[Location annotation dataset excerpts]
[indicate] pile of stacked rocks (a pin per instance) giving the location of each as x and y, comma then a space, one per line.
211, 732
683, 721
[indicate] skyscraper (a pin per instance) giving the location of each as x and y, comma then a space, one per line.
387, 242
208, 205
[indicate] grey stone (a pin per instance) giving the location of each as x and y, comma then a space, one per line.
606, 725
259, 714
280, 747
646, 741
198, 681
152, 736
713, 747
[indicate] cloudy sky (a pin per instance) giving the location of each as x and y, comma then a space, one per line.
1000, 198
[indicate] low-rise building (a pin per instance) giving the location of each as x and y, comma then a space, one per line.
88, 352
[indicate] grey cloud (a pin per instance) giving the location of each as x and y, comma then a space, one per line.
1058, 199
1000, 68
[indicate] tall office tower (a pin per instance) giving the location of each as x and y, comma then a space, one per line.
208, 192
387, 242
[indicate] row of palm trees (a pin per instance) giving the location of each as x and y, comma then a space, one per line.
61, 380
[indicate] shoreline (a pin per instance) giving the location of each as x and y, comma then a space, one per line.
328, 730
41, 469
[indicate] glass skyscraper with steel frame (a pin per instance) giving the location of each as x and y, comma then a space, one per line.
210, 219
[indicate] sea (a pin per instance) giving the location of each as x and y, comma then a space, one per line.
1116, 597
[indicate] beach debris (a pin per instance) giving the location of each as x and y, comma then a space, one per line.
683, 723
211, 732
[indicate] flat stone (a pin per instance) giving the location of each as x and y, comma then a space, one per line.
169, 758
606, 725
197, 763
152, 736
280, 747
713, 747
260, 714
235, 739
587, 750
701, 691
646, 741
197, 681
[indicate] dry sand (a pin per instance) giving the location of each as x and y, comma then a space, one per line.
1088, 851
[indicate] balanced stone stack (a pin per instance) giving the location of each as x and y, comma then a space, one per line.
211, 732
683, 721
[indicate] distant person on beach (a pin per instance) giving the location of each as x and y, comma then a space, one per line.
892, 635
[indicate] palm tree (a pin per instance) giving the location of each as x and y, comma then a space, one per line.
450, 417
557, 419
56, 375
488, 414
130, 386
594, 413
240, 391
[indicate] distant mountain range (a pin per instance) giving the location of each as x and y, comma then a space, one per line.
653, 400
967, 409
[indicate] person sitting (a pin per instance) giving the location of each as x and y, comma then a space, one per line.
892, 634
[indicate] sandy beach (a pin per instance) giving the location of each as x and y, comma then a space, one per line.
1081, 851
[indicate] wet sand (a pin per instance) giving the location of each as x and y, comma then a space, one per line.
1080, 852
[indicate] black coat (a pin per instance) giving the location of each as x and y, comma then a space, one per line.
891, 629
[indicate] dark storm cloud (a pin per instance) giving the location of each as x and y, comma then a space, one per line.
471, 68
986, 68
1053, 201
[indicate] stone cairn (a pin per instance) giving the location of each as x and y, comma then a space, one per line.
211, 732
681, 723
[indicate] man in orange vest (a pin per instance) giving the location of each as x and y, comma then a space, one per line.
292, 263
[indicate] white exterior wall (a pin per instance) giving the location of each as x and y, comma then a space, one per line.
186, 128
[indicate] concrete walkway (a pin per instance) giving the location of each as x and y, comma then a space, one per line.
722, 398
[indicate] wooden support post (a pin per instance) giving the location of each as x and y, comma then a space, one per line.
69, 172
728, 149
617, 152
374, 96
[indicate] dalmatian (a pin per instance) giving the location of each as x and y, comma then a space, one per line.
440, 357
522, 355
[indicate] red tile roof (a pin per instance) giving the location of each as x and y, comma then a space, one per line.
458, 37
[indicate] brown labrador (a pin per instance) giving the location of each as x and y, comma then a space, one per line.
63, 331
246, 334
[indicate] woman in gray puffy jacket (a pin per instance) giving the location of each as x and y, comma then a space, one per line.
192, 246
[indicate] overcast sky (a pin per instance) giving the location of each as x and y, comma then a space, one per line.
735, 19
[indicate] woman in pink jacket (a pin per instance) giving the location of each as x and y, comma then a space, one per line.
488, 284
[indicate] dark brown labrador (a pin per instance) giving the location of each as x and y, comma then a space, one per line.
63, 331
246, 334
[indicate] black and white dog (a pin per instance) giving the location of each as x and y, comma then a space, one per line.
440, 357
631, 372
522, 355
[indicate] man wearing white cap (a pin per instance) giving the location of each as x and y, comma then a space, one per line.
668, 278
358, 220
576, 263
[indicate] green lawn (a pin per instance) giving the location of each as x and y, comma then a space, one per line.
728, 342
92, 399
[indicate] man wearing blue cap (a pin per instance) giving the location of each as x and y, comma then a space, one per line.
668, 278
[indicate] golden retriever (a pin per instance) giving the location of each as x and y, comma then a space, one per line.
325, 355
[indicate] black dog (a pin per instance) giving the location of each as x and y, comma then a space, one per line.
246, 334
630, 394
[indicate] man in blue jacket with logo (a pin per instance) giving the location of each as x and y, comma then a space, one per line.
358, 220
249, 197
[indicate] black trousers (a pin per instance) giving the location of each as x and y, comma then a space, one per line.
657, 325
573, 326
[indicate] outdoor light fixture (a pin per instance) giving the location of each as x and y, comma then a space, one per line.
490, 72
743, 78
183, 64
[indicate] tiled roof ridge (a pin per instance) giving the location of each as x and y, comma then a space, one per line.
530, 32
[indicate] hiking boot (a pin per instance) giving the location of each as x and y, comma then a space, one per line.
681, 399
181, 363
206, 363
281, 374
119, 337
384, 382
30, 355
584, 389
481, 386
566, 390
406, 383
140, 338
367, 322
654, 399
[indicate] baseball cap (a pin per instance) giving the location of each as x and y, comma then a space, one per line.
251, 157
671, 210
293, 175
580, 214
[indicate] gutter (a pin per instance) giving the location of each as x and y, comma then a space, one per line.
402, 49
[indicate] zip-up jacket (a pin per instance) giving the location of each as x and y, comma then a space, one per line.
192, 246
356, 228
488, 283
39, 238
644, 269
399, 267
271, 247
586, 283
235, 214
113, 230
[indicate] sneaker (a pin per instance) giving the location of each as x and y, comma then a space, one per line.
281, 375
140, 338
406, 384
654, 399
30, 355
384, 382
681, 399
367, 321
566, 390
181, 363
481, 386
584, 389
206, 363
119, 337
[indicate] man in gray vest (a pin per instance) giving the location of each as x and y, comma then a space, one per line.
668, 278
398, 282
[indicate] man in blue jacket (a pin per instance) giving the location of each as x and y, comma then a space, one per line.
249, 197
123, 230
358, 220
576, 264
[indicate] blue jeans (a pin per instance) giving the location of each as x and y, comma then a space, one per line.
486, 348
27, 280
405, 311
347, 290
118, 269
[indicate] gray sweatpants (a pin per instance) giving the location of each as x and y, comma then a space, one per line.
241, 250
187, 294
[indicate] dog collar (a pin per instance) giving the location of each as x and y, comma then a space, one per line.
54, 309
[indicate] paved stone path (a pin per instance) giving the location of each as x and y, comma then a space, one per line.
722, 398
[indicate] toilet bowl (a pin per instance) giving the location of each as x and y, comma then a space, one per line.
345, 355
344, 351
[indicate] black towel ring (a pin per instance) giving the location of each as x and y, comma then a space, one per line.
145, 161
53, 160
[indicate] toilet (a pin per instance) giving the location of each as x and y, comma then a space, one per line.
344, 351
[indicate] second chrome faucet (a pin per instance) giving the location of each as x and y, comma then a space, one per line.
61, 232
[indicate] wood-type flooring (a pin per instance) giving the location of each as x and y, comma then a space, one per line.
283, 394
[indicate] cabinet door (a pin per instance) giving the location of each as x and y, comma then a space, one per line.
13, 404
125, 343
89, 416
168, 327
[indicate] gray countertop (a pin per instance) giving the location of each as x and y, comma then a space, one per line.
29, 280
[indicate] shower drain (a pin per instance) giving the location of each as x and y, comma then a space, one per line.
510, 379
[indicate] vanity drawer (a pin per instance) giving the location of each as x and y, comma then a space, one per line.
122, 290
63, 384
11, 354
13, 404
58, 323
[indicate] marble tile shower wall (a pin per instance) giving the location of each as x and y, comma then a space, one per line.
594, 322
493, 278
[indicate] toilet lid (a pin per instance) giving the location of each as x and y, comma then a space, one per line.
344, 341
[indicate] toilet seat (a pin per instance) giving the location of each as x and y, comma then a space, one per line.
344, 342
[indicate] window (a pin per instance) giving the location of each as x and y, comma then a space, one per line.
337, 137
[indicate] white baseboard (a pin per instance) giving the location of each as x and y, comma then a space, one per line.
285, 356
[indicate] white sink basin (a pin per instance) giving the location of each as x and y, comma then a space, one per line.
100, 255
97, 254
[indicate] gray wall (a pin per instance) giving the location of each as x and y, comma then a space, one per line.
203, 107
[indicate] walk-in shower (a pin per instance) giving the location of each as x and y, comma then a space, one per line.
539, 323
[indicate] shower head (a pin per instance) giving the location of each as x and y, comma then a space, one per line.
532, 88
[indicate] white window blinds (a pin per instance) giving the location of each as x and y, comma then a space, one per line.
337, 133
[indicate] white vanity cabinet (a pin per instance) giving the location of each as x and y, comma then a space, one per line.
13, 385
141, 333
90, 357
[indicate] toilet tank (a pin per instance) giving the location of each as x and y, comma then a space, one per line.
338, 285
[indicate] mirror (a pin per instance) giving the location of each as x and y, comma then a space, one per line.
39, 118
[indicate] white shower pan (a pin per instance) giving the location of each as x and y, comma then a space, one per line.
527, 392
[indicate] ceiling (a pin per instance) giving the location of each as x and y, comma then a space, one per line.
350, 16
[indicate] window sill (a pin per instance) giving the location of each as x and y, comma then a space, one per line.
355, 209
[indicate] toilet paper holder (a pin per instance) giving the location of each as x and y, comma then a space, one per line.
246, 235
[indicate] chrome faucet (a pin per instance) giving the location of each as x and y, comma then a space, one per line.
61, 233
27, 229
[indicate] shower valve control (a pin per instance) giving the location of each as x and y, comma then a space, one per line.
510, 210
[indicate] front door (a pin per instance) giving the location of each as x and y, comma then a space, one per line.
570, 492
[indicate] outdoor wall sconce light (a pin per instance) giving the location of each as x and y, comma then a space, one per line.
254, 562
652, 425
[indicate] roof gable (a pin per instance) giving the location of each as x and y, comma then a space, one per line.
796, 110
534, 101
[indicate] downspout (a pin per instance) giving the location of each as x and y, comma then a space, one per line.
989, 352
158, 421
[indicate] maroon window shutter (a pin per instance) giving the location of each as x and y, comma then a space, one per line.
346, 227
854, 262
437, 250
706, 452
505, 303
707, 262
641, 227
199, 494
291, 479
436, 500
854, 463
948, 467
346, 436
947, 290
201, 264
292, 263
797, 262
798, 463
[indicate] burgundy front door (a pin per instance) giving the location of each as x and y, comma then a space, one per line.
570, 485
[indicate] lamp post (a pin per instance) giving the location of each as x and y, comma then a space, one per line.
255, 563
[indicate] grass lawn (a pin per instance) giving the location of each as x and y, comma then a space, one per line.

[To do]
Retype nothing except the lines from the line holding "[indicate] maroon window" through the last line of the entries, both included.

[In response]
[indicate] maroon window shutter (a pin per instance) giving the location of each as x and y, comma then a space, one per line.
346, 227
854, 262
437, 250
706, 452
505, 303
707, 262
641, 227
199, 494
291, 479
436, 500
854, 463
948, 467
346, 436
947, 290
201, 264
292, 263
797, 262
798, 463
[indicate] burgundy front door (a pin per instance) giving the location of each as x and y, comma then a space, one per line.
570, 485
[indicate] lamp post (a pin per instance) giving the location of each as x and y, comma then a space, one per line.
255, 563
[indicate] grass lawn (a pin per instance) giving the location of each as x and y, comma then a space, one per line.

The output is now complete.